TEXTO DE LECTURA:

○ ○ ○ ○ ○

La Carta de las Naciones Unidas de 26 jun. 1945 constituye, en el
plano teórico, la culminación de cuantos esfuerzos se realizaban para
establecer sobre una base justa y armónica la convivencia internacional de
los pueblos; de ahí que fuera obligado reconocer expresamente el respeto y
la protección de los derechos del hombre. Así, se proclama solemnemente la
fe «en los derechos fundamentales del hombre, en la dignidad y valor de la
persona humana, en la igualdad del Derecho de los hombres y de las
mujeres...». Y esta tendencia fue la que motivó que se formulara el 10
dic. 1948 un documento específico de dimensión ecuménica: La Declaración
universal de los derechos del hombre. La verdadera trascendencia de esta
declaración reside en que frente a las declaraciones de d. en las que el
eje central era el hombre en su condición de ciudadano de un Estado
determinado, aquí también lo es el hombre, pero en razón a la dignidad y
valor de su personalidad.
El orden político y el orden social. Todo orden (v.) es el resultado
de una ley (v.), por eso es inconcebible el uno sin el otro y que tampoco
pueda existir una ley que no genere su orden específico. Por ello es
imprescindible que exista una norma suprapersonal, que, con igual derecho,
pueda ser alegada por todos. De aquí se deduce que la norma es una moral
que a través del Derecho se concreta en una ley, para generar un orden.
Tanto el orden político como el orden social no son excluyentes sino que
se complementan. Lo único totalizador es la persona humana al que uno y
otro orden se refieren. De ahí que los sistemas políticos de matiz
totalitario sean inmorales, precisamente porque persiguen la totalización
del individuo dentro de ellos, rompiendo los lazos que unen al hombre con
un grupo inmediato y destruyendo las interacciones intermedias (v.
SOCIEDAD 11, 4) que hacen del hombre algo más que un mero ciudadano a
quien se encuadra en un partido único.

○ ○ ○ ○ ○

EXTRACTOS DE DATOS:
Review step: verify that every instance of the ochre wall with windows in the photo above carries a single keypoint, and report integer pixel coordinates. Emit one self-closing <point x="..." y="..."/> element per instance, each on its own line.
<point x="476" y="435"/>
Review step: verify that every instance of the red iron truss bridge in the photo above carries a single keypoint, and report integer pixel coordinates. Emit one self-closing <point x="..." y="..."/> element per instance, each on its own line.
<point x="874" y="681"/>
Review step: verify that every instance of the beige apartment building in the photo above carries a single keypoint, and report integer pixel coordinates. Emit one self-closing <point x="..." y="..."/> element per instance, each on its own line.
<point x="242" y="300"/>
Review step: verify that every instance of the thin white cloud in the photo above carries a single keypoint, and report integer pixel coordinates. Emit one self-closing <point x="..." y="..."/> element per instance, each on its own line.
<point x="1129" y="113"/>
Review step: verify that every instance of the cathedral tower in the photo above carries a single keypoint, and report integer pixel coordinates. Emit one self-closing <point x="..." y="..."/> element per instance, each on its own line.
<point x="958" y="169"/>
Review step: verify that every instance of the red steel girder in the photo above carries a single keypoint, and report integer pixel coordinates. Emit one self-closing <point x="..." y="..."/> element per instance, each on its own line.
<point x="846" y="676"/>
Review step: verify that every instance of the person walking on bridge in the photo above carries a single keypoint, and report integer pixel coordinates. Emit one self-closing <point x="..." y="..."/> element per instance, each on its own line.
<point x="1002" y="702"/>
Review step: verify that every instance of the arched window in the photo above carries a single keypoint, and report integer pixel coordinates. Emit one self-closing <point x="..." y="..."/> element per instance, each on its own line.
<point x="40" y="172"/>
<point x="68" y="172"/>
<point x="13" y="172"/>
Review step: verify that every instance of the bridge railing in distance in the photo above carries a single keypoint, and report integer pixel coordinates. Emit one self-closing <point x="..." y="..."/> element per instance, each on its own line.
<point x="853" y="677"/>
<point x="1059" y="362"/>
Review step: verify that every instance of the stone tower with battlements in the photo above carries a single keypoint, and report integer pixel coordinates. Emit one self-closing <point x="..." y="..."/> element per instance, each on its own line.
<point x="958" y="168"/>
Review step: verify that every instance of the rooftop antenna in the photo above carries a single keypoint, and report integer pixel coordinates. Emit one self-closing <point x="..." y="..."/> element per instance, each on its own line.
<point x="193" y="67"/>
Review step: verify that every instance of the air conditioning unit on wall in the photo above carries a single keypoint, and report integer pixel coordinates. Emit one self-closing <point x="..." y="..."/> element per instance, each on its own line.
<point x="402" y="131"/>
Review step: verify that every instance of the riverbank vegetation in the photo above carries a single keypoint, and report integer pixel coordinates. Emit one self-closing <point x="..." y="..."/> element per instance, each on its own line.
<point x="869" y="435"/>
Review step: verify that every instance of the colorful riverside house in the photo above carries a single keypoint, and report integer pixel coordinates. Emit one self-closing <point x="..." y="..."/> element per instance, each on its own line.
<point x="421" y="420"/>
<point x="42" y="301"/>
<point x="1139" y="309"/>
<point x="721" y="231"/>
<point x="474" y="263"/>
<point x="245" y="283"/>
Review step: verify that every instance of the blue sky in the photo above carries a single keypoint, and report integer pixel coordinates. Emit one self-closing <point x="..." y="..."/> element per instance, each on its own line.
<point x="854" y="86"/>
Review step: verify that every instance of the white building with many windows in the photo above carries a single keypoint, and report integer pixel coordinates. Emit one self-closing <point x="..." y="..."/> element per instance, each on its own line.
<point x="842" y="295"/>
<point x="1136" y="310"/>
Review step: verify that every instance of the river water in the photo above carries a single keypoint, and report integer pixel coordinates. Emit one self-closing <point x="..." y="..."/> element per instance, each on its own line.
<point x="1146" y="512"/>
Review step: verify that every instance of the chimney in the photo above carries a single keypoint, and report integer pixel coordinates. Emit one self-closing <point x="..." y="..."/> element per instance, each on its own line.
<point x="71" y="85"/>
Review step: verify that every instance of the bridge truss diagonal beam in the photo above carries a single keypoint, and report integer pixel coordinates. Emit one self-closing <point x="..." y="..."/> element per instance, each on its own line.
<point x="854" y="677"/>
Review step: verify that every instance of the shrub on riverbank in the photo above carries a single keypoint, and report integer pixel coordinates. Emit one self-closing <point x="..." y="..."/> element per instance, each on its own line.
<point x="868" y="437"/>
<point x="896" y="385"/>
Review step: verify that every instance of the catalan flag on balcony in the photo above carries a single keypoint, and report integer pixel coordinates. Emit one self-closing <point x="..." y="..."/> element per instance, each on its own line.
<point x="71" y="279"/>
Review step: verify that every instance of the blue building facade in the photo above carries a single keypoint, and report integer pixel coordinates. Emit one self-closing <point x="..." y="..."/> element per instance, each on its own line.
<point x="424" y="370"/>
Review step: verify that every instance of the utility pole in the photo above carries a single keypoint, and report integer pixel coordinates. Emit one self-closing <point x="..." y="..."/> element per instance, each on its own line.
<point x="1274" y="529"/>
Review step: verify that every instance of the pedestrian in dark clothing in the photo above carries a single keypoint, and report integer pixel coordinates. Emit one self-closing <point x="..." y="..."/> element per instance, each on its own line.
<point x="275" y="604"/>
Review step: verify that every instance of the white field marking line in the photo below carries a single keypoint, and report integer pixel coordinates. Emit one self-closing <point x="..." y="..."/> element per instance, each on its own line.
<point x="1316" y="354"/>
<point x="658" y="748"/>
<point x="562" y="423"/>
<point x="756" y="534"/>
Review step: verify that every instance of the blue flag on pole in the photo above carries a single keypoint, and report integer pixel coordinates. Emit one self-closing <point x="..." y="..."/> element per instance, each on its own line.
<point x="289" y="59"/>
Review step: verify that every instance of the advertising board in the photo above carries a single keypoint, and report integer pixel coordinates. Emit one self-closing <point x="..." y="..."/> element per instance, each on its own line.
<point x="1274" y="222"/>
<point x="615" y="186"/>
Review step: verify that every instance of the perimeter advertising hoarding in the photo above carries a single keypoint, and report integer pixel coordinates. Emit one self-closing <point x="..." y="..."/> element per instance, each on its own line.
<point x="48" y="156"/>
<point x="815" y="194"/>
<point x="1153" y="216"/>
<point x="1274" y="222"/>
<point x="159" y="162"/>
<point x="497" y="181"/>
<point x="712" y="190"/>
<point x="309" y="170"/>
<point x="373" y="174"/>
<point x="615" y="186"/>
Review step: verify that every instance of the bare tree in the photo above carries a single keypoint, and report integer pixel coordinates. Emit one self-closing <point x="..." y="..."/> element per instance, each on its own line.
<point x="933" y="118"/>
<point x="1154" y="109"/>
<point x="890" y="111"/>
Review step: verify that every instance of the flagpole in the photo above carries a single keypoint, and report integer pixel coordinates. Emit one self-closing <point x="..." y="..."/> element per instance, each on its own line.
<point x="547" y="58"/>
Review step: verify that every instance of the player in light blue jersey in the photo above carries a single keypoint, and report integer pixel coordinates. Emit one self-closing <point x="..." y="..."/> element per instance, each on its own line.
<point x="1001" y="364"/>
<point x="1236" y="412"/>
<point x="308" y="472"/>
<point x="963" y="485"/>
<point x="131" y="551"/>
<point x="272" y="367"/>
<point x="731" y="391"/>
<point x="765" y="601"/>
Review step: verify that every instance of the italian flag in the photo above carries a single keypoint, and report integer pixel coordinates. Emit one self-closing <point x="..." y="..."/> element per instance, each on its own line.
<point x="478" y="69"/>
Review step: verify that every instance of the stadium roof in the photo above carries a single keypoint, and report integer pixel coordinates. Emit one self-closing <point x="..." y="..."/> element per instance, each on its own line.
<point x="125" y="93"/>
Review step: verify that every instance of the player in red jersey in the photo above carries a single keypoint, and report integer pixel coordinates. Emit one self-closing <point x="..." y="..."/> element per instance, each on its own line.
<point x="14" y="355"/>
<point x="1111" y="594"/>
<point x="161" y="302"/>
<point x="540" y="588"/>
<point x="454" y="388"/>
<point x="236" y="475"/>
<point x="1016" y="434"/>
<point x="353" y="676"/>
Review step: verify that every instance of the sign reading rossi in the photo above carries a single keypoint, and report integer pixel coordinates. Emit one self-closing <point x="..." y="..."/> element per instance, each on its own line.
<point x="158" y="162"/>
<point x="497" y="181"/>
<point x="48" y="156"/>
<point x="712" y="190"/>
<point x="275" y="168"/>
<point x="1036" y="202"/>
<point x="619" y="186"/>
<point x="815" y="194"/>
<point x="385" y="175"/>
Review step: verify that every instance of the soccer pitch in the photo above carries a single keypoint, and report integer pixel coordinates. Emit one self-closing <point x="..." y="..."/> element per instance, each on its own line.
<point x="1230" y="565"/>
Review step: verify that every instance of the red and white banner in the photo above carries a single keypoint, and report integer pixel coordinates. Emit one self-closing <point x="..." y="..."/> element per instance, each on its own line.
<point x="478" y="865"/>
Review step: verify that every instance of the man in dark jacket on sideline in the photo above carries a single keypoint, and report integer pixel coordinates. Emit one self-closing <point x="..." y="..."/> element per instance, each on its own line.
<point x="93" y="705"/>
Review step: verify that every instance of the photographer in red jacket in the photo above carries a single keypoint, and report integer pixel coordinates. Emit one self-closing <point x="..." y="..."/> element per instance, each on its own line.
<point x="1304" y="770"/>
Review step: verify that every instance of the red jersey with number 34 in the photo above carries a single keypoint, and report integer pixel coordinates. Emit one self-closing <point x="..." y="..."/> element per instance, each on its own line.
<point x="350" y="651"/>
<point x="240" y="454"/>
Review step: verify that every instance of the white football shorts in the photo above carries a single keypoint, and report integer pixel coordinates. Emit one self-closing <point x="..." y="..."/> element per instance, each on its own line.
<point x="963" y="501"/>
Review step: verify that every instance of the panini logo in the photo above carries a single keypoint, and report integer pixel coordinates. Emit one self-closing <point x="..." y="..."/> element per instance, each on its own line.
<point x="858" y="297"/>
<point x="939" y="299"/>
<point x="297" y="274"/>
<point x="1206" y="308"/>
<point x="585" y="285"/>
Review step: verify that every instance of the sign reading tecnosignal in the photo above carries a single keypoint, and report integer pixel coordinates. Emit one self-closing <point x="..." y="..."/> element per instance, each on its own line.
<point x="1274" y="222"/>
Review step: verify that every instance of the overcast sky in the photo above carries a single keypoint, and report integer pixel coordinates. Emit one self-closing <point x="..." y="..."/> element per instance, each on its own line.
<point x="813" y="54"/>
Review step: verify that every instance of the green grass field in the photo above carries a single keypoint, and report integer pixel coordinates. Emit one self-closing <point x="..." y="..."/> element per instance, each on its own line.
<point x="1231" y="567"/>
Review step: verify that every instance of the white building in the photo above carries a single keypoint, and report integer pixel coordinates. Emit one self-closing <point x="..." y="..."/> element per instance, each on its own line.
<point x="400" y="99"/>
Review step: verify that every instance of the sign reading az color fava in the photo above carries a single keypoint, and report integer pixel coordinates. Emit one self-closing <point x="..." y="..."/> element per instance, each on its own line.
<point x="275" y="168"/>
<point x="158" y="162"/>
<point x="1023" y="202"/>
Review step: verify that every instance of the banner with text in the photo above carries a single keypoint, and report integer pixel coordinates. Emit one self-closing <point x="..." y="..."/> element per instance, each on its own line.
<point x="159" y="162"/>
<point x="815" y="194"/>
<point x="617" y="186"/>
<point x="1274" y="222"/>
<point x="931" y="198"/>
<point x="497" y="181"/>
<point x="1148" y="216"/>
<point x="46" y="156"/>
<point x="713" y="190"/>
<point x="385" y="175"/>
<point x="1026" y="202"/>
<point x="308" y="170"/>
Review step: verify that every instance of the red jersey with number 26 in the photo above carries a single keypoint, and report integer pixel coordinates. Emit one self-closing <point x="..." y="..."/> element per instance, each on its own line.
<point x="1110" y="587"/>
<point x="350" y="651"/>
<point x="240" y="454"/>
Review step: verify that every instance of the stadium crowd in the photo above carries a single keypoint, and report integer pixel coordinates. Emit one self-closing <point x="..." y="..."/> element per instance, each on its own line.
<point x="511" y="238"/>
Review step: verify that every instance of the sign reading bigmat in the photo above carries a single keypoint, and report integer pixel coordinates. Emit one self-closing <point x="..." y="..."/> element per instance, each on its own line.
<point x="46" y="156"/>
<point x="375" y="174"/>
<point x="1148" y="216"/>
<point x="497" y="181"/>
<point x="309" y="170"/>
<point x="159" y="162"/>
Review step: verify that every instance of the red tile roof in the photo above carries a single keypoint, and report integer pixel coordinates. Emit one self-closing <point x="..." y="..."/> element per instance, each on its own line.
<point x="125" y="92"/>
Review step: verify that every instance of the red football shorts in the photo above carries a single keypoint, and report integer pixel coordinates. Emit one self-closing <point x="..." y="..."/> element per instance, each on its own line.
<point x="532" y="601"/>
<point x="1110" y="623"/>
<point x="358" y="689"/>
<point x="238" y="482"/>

○ ○ ○ ○ ○

EJERCICIOS:
1. Enumera todo aquello en lo que, según el texto de lectura, la Carta de las Naciones Unidas proclama solemnemente su fe.
2. Transcribe del texto de lectura el fragmento que va desde "Tanto el orden" hasta "interacciones intermedias (v.".
Los datos no intervienen en nada de esto.

RESPUESTAS POR EJERCICIO:
1.
- En los derechos fundamentales del hombre
- En la dignidad y valor de la persona humana
- En la igualdad del Derecho de los hombres y de las mujeres

2.
Tanto el orden político como el orden social no son excluyentes sino que
se complementan. Lo único totalizador es la persona humana al que uno y
otro orden se refieren. De ahí que los sistemas políticos de matiz
totalitario sean inmorales, precisamente porque persiguen la totalización
del individuo dentro de ellos, rompiendo los lazos que unen al hombre con
un grupo inmediato y destruyendo las interacciones intermedias (v.